-- BEGIN INFORMATION GIVEN --

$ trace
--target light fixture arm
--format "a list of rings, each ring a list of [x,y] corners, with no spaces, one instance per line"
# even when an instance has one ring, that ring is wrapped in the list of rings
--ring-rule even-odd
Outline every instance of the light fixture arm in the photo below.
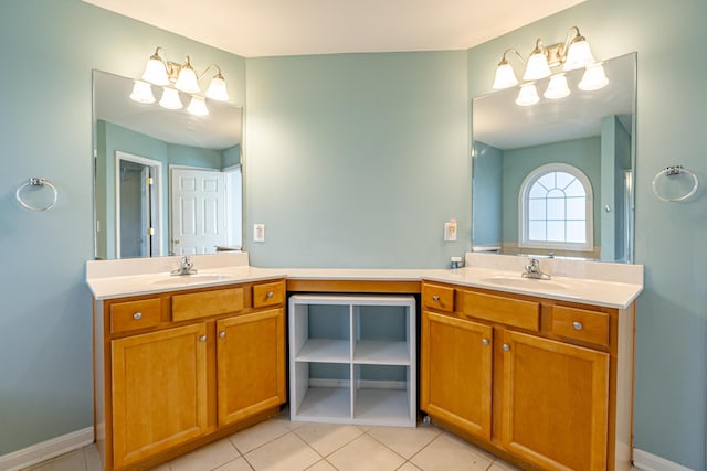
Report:
[[[211,68],[215,68],[217,69],[217,75],[220,78],[223,78],[223,75],[221,74],[221,67],[219,67],[217,64],[211,64],[209,65],[207,68],[203,69],[203,72],[201,74],[197,74],[197,78],[201,79],[203,78],[204,75],[207,75],[207,72],[209,72],[209,69]]]
[[[508,64],[508,58],[506,58],[506,54],[508,54],[509,52],[515,53],[518,56],[518,58],[520,60],[520,62],[526,64],[526,60],[523,58],[523,56],[520,55],[520,53],[517,50],[515,50],[514,47],[508,47],[506,51],[504,51],[504,55],[500,58],[500,62],[498,63],[498,65]]]

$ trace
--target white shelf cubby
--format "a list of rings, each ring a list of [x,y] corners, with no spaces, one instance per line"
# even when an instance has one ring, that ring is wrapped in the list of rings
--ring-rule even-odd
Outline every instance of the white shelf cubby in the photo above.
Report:
[[[413,297],[291,297],[291,419],[414,427],[415,342]]]

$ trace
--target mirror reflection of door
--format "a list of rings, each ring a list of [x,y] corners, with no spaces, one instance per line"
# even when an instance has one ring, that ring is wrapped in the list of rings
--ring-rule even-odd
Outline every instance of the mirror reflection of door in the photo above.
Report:
[[[225,182],[218,171],[171,169],[172,254],[213,254],[226,246]]]
[[[120,258],[161,255],[158,181],[161,163],[116,152],[116,254]]]

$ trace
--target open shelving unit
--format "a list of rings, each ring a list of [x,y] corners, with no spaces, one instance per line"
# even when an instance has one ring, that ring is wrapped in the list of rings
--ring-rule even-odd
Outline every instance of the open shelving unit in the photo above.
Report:
[[[291,297],[291,419],[414,427],[414,315],[413,297]]]

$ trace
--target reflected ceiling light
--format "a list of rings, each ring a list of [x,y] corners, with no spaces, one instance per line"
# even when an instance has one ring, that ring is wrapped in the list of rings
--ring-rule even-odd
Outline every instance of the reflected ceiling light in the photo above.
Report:
[[[538,96],[538,89],[535,87],[535,82],[520,85],[520,93],[516,98],[516,105],[530,106],[540,101]]]
[[[580,33],[579,28],[577,26],[570,28],[564,43],[561,44],[555,44],[546,47],[542,44],[542,40],[538,38],[527,61],[524,60],[515,49],[507,49],[504,51],[504,55],[496,67],[493,85],[494,89],[510,88],[518,85],[516,74],[507,58],[507,54],[509,52],[514,52],[525,64],[525,72],[523,74],[524,81],[536,82],[551,76],[548,83],[548,88],[544,94],[546,98],[559,99],[570,94],[564,75],[552,75],[552,68],[559,66],[562,66],[563,71],[573,71],[581,67],[587,69],[582,82],[580,82],[580,89],[588,92],[597,90],[609,83],[601,63],[597,63],[592,55],[587,38]],[[532,88],[535,89],[535,86]],[[526,92],[524,92],[521,84],[518,100],[524,103],[528,101],[526,99],[520,99],[520,96],[527,94],[528,89],[530,89],[530,87],[526,87]]]
[[[544,97],[549,99],[564,98],[570,94],[570,87],[567,85],[567,77],[564,74],[557,74],[550,77],[548,88],[542,94]]]
[[[602,63],[598,62],[587,66],[587,71],[577,86],[584,92],[594,92],[606,85],[609,85],[609,78],[606,78]]]
[[[179,98],[179,92],[175,88],[162,88],[162,98],[159,100],[159,106],[167,109],[181,109],[184,105]]]
[[[194,116],[209,115],[209,108],[207,108],[207,100],[204,99],[204,97],[193,95],[191,97],[191,103],[187,107],[187,111],[191,113]]]
[[[201,93],[199,81],[207,74],[209,69],[213,68],[217,73],[211,78],[211,83],[209,84],[205,96],[220,101],[229,100],[229,92],[226,89],[225,78],[223,78],[223,75],[221,74],[221,67],[219,67],[217,64],[209,65],[201,74],[198,74],[194,67],[191,65],[191,58],[189,56],[184,58],[184,62],[182,64],[178,64],[175,62],[166,61],[160,55],[160,50],[162,50],[162,47],[158,46],[157,49],[155,49],[155,54],[152,54],[147,61],[145,72],[143,73],[144,82],[136,81],[133,93],[130,94],[130,98],[139,103],[155,103],[155,97],[151,94],[151,89],[149,89],[149,84],[159,85],[161,87],[165,87],[162,92],[162,98],[160,99],[160,105],[165,108],[179,109],[183,106],[179,98],[179,93],[177,92],[181,90],[194,97],[199,97],[200,104],[197,105],[197,108],[202,111],[202,115],[208,115],[209,110],[207,108],[204,98],[197,94]],[[138,82],[145,85],[138,85]],[[151,100],[149,100],[147,95],[148,89],[149,96],[151,96]],[[205,110],[205,113],[203,113],[203,110]]]
[[[135,81],[135,84],[133,85],[133,92],[130,93],[130,99],[137,103],[145,104],[155,103],[152,87],[147,82]]]

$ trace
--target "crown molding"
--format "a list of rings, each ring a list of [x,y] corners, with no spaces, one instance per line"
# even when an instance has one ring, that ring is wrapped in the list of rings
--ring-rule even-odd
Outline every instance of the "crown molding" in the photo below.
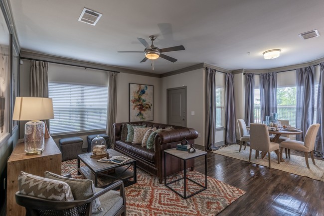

-- END INFORMATION GIVEN --

## GIVEN INSTRUCTION
Could you format the data as a numbered list, starting at its first line and ending at the line that contains "[[[413,297],[291,297],[291,419],[414,427],[415,342]]]", with both of those lines included, blank lines dropped, and the pictures left out?

## SOLUTION TO THIS TASK
1. $ trace
2. --target light fixture arm
3. --format "a list of rings, each ring a list of [x,y] corners, with no spaces, one instance per line"
4. # even when an instance has one ring, that ring is wrapped in the list of rings
5. --ring-rule even-odd
6. Outline every instance of the light fixture arm in the photo below.
7. Report:
8. [[[211,68],[215,68],[217,69],[217,75],[220,78],[223,78],[223,75],[221,74],[221,67],[219,67],[217,64],[211,64],[209,65],[207,68],[203,69],[203,72],[201,74],[197,74],[197,78],[201,79],[203,78],[204,75],[207,75],[207,72],[209,72],[209,69]]]
9. [[[508,64],[508,58],[506,58],[506,54],[508,54],[509,52],[515,53],[518,56],[518,58],[520,60],[520,62],[526,64],[526,60],[523,58],[523,56],[520,55],[520,53],[517,50],[515,50],[514,47],[508,47],[506,51],[504,51],[504,55],[500,58],[500,62],[498,63],[498,65]]]
10. $ trace
11. --target white shelf cubby
12. --format "a list of rings, each ring a list of [x,y] corners, with no spaces, one instance per line"
13. # even when an instance has one ring, that ring is wrapped in the list of rings
14. --ring-rule even-odd
15. Outline every instance of the white shelf cubby in the photo above.
16. Report:
17. [[[413,297],[291,297],[291,419],[414,427],[415,342]]]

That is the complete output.